[Contour annotation records]
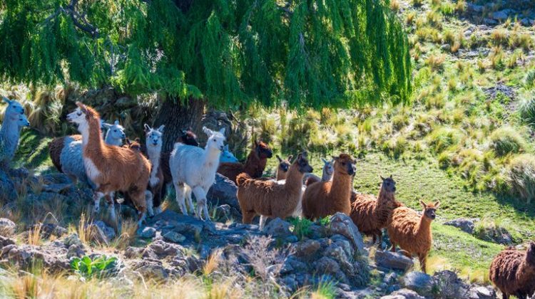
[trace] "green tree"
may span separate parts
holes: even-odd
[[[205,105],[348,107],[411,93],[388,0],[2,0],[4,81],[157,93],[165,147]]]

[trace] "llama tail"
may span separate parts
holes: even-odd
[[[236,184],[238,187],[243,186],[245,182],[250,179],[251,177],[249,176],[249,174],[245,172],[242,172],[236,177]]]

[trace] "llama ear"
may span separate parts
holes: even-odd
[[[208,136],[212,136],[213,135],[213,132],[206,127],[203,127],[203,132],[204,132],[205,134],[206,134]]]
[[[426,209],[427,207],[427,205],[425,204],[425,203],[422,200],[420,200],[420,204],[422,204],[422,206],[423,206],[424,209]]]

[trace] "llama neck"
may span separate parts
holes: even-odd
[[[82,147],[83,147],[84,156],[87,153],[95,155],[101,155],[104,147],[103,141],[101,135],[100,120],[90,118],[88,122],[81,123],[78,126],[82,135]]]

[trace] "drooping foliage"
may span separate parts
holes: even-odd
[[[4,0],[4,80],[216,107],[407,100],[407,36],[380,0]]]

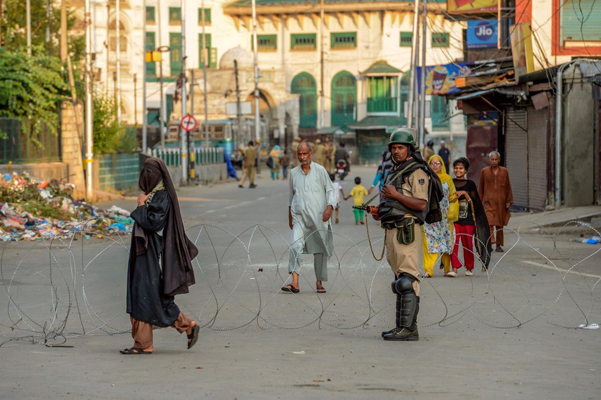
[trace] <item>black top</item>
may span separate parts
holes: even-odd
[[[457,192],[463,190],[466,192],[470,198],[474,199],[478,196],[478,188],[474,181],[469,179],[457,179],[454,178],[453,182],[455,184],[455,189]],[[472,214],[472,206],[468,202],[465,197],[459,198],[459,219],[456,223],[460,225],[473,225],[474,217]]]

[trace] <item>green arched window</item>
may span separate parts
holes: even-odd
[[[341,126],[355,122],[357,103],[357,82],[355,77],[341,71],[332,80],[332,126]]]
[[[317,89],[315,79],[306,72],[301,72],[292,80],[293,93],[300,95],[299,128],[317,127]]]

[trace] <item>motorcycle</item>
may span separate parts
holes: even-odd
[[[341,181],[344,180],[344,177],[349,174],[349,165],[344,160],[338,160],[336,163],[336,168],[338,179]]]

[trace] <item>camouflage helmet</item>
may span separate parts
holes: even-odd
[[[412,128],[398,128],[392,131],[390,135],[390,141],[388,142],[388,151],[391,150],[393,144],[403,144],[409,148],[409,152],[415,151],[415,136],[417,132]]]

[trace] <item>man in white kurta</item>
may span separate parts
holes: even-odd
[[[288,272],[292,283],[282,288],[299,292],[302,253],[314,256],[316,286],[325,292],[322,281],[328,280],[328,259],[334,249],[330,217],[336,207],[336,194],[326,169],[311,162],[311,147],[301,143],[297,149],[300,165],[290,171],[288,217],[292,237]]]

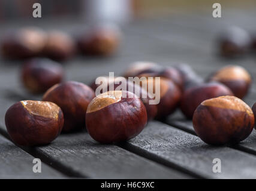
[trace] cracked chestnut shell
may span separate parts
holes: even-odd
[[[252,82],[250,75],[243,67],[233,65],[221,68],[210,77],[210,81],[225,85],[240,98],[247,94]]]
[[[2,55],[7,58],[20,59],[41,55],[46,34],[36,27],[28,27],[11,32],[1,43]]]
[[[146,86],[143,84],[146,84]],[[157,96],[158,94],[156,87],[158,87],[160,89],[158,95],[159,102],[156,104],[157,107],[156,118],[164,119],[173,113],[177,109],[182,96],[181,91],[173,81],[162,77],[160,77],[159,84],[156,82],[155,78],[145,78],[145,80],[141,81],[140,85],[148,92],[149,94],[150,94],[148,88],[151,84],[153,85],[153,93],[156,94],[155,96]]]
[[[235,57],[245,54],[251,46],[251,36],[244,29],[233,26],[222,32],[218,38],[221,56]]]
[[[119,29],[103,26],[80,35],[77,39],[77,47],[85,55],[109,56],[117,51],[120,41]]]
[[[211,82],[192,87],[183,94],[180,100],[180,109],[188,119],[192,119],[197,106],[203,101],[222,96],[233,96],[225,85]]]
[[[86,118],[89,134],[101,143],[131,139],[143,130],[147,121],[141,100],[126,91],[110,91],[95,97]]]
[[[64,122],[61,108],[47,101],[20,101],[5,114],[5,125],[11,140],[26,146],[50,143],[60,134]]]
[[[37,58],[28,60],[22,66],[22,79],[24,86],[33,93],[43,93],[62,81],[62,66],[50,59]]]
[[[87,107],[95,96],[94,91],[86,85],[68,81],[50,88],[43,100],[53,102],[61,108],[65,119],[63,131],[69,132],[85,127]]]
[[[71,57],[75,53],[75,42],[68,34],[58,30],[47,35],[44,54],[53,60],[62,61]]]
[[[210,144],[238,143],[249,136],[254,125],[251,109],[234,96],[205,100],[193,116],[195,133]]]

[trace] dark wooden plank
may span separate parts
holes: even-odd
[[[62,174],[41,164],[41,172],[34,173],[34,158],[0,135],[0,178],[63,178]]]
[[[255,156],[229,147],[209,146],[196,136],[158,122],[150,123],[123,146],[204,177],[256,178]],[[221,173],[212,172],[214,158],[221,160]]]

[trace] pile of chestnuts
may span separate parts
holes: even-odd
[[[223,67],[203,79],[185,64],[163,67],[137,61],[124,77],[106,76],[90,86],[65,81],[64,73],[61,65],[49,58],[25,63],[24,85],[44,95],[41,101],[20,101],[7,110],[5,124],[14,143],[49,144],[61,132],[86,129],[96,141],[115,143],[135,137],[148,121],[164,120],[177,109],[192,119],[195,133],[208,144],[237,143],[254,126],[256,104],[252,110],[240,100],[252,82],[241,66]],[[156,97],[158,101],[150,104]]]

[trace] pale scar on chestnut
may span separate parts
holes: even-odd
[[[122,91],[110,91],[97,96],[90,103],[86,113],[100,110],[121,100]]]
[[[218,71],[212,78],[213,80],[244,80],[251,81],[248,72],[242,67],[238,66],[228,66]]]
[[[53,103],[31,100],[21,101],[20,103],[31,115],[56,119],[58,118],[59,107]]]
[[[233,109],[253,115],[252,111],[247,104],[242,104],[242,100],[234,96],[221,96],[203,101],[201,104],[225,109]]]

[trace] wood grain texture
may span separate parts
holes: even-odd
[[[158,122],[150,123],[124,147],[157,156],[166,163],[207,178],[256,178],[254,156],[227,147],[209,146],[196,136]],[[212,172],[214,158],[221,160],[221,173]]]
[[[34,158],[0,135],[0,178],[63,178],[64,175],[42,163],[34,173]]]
--
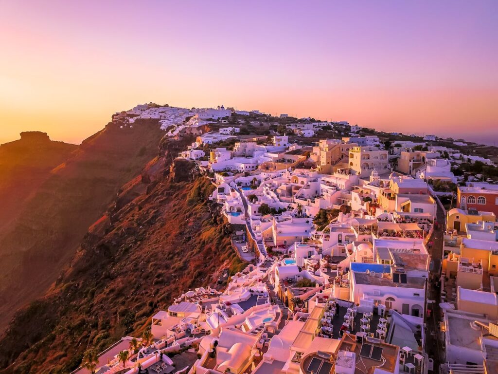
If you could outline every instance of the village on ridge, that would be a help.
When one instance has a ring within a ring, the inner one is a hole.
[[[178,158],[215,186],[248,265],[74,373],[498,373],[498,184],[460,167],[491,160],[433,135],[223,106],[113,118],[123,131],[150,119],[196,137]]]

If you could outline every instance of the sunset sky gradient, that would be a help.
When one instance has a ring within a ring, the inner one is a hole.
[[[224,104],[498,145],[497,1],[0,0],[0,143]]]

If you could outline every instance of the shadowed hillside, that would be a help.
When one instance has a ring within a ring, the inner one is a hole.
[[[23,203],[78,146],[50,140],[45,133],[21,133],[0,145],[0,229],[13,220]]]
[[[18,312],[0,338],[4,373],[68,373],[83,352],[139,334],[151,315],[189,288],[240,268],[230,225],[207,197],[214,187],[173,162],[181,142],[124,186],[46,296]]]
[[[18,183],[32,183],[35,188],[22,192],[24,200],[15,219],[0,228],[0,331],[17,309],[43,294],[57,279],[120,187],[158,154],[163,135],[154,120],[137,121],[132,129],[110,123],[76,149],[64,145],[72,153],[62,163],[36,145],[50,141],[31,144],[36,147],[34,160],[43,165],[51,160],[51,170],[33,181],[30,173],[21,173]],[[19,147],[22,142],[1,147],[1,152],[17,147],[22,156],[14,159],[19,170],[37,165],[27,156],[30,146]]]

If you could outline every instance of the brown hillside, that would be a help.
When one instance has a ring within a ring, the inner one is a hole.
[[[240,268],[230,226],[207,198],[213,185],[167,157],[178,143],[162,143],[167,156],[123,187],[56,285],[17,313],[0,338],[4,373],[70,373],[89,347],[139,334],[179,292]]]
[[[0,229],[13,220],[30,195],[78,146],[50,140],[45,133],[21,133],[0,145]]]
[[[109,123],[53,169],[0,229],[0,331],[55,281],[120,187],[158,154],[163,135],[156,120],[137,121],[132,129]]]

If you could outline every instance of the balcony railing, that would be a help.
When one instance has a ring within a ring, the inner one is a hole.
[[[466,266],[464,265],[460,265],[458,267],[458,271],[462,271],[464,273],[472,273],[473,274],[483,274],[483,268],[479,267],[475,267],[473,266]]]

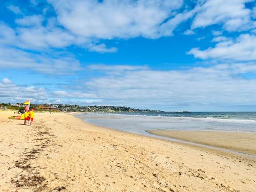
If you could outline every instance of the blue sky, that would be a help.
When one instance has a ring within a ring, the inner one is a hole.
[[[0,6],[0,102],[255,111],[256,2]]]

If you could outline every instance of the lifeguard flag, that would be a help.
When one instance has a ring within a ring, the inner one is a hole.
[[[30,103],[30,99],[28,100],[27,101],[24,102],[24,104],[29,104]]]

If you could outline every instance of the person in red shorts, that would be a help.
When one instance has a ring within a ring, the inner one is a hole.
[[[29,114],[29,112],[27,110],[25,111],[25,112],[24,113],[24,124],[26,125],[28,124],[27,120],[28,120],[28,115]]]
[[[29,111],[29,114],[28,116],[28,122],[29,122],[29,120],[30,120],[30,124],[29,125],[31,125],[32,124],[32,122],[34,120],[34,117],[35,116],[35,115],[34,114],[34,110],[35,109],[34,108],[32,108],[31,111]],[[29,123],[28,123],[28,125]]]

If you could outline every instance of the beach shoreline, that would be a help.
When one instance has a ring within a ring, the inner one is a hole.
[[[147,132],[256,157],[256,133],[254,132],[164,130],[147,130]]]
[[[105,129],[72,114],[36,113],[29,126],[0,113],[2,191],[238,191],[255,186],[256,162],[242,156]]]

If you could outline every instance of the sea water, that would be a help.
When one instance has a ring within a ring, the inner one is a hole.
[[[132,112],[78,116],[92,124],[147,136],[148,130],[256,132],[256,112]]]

- **WRITTEN INSTRUCTION**: Identify each line in the listing above that contains the string "hillside", treating uppercase and lowercase as different, and copy those lines out.

- **COMPLETE RESPONSE**:
If you could outline every instance of the shadowed hillside, that would be a help.
If you could outline every instance of the brown hillside, that would be a help.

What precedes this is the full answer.